Work task: What you return must be the lines of the data that hold the word "glare".
(Records supplied Opens)
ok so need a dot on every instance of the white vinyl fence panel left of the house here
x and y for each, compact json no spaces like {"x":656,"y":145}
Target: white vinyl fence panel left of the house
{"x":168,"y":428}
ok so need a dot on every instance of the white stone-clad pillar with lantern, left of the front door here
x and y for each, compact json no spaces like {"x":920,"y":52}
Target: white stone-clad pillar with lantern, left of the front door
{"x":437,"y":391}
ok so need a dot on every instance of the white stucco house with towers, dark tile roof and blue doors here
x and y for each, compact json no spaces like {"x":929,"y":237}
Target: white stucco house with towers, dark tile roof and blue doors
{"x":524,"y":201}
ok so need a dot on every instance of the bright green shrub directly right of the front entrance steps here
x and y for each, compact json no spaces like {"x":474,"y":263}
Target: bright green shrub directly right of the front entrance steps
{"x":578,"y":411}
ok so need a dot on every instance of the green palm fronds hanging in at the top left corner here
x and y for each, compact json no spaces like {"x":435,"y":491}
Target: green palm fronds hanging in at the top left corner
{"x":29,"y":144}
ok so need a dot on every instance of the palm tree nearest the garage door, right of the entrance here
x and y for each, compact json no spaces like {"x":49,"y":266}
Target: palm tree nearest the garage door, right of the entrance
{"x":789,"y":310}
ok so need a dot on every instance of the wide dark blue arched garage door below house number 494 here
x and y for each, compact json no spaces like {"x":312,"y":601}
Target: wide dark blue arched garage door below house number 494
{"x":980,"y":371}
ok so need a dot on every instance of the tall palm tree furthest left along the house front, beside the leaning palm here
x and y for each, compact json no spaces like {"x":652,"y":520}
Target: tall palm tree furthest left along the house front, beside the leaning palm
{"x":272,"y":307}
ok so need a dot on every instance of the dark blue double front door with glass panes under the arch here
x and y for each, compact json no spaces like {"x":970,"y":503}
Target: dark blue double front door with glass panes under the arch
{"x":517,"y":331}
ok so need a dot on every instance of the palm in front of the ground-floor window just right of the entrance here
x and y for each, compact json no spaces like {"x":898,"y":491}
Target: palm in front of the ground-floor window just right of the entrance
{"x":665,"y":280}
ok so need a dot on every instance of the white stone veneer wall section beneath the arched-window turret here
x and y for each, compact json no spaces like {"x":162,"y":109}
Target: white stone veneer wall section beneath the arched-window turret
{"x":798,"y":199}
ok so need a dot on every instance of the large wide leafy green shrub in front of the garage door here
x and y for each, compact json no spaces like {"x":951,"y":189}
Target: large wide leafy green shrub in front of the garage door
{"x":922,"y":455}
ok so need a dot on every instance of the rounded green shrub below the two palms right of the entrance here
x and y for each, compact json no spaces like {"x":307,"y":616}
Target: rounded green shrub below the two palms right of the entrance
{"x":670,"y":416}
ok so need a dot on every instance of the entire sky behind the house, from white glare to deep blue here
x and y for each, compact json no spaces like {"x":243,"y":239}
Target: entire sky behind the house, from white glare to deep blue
(Records supplied Closes)
(Records supplied Opens)
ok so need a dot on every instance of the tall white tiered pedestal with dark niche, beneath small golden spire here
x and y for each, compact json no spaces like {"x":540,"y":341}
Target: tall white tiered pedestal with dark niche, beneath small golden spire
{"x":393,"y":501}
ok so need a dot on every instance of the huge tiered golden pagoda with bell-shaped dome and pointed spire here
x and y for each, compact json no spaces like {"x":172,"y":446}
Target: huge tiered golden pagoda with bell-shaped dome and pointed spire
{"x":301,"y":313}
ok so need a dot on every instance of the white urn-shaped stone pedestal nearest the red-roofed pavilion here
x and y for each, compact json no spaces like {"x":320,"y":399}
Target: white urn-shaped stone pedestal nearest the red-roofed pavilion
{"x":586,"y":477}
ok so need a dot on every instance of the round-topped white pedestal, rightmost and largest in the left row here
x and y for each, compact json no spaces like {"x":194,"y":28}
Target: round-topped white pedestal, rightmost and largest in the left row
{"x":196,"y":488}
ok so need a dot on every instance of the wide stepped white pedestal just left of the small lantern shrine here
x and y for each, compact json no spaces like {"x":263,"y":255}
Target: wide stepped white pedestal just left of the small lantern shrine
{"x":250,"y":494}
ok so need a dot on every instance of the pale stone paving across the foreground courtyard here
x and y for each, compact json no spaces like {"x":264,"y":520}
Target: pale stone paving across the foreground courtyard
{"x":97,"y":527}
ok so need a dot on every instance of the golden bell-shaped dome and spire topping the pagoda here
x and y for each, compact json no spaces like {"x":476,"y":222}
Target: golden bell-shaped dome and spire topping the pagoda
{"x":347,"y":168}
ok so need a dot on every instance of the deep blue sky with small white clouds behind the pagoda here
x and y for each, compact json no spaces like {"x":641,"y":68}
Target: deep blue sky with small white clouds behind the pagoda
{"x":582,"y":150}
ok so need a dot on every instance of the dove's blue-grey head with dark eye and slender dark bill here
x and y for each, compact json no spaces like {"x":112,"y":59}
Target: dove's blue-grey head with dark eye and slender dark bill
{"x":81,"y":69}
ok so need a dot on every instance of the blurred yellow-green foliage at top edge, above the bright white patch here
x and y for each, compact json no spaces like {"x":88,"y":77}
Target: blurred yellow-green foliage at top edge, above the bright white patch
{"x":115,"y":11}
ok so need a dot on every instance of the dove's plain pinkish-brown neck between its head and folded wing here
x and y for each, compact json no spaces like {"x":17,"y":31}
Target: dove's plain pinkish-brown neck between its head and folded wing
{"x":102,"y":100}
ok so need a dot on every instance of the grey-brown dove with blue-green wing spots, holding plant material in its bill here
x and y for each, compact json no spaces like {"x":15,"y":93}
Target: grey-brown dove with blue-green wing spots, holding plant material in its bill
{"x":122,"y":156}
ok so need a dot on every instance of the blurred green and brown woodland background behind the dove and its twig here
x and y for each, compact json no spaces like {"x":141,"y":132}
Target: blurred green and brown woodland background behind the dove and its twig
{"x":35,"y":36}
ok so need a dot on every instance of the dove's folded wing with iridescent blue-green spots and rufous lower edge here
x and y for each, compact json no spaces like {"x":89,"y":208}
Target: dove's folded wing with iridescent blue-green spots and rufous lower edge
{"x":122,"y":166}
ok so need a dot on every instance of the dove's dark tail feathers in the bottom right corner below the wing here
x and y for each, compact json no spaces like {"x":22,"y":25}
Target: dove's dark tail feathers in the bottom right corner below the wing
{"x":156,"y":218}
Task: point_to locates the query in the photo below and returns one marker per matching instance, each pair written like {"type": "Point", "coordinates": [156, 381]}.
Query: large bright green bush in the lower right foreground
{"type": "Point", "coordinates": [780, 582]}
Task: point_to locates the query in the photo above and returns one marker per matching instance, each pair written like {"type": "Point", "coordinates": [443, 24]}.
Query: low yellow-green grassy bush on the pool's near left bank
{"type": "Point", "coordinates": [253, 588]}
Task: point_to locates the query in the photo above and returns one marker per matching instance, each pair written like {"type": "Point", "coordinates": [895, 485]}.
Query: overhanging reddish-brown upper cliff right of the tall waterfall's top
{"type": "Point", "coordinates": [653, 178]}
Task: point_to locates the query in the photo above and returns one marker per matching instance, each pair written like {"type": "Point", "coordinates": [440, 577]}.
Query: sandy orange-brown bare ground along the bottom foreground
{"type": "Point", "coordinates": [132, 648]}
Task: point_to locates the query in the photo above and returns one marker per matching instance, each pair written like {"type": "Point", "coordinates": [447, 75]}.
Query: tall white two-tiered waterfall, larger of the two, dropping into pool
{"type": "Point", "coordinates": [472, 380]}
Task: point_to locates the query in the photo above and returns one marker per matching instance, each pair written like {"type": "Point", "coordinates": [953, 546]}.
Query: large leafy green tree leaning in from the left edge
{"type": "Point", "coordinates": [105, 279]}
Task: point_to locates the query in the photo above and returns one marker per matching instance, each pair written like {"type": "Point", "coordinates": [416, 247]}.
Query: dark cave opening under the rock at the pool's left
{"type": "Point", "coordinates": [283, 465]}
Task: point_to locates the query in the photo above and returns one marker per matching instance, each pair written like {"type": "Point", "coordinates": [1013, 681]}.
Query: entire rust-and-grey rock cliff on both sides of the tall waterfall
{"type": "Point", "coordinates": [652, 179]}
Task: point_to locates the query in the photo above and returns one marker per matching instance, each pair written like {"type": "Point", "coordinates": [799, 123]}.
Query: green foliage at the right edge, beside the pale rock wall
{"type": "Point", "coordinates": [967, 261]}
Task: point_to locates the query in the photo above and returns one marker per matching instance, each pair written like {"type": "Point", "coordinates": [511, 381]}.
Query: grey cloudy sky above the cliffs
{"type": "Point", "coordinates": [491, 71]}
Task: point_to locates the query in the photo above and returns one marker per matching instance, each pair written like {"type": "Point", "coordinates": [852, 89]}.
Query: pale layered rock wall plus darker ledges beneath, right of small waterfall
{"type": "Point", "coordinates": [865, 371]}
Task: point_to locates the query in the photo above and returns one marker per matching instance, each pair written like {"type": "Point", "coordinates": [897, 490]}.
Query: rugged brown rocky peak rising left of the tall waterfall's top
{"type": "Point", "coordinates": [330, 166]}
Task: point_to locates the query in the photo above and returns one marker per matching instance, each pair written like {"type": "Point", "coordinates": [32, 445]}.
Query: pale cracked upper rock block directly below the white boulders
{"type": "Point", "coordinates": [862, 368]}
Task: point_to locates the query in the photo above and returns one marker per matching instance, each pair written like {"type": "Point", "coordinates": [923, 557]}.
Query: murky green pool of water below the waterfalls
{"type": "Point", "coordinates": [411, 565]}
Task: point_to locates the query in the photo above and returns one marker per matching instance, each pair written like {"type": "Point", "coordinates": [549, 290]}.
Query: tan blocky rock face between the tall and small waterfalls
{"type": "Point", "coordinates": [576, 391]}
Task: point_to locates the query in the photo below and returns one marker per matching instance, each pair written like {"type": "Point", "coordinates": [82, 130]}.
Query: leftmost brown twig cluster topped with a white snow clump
(Records supplied Closes)
(Records supplied Opens)
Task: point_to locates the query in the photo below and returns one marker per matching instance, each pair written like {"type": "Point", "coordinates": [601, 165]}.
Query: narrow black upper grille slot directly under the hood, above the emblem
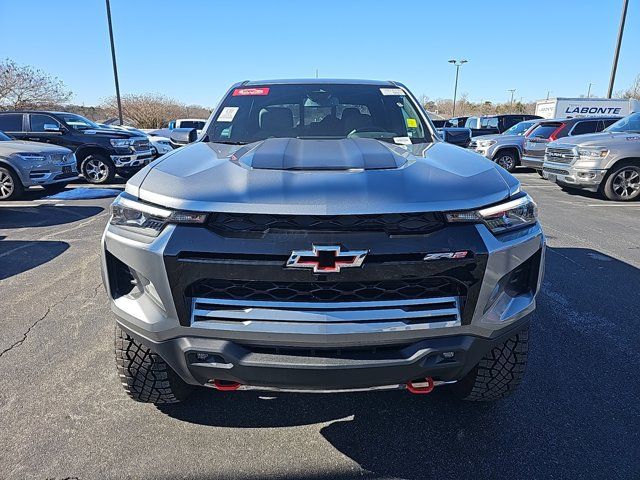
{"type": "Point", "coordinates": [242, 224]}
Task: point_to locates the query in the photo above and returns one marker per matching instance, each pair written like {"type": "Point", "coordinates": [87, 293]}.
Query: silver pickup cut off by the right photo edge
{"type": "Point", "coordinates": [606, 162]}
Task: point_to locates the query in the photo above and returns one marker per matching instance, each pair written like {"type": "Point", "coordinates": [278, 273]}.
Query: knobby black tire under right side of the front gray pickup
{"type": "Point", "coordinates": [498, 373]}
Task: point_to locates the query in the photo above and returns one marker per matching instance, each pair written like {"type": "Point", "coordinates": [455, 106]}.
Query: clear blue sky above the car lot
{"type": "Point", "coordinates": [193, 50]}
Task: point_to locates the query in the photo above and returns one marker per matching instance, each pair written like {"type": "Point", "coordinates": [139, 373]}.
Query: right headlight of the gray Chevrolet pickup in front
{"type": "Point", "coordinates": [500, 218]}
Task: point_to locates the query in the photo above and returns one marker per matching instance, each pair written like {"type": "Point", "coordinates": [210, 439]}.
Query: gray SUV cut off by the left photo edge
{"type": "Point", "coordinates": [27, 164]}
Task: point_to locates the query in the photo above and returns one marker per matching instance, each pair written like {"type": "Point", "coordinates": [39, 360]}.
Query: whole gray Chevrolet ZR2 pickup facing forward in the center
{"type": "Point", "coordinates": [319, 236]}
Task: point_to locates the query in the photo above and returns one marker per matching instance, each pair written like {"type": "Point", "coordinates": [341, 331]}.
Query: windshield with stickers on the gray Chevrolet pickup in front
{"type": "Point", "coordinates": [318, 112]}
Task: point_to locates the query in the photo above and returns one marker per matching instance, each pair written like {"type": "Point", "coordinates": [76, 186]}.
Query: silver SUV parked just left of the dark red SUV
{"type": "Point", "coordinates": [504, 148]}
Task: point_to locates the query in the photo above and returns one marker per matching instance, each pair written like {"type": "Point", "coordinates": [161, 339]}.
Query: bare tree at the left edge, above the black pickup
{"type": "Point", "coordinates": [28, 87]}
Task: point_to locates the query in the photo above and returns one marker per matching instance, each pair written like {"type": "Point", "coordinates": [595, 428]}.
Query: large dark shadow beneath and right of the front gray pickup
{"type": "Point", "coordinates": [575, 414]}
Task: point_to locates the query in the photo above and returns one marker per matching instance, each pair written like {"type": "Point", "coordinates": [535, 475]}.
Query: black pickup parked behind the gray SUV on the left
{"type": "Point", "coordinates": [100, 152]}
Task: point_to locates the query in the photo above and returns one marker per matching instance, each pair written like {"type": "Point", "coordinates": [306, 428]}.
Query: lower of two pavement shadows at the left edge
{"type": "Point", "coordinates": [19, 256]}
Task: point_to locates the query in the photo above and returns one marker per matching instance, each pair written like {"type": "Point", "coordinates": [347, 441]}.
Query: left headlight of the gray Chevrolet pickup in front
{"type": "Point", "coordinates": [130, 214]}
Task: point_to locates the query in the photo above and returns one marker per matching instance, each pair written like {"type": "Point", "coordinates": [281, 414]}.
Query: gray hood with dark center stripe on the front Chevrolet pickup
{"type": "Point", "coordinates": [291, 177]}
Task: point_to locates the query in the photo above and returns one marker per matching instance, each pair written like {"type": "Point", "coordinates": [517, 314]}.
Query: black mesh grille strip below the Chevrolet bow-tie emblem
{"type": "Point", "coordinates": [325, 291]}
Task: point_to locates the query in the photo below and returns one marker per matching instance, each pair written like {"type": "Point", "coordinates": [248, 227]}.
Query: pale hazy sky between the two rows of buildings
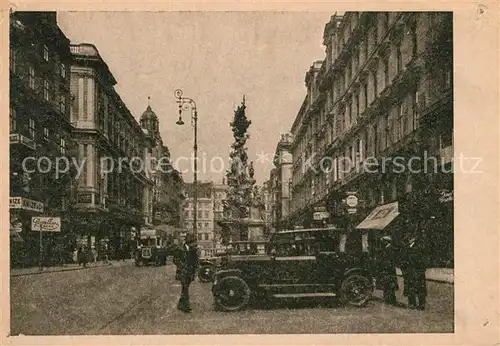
(Records supplied Closes)
Solution for this task:
ok so need a dot on every instance of the entire sky behind the house, from white glare to deep blue here
Target: entire sky behind the house, from white glare to deep blue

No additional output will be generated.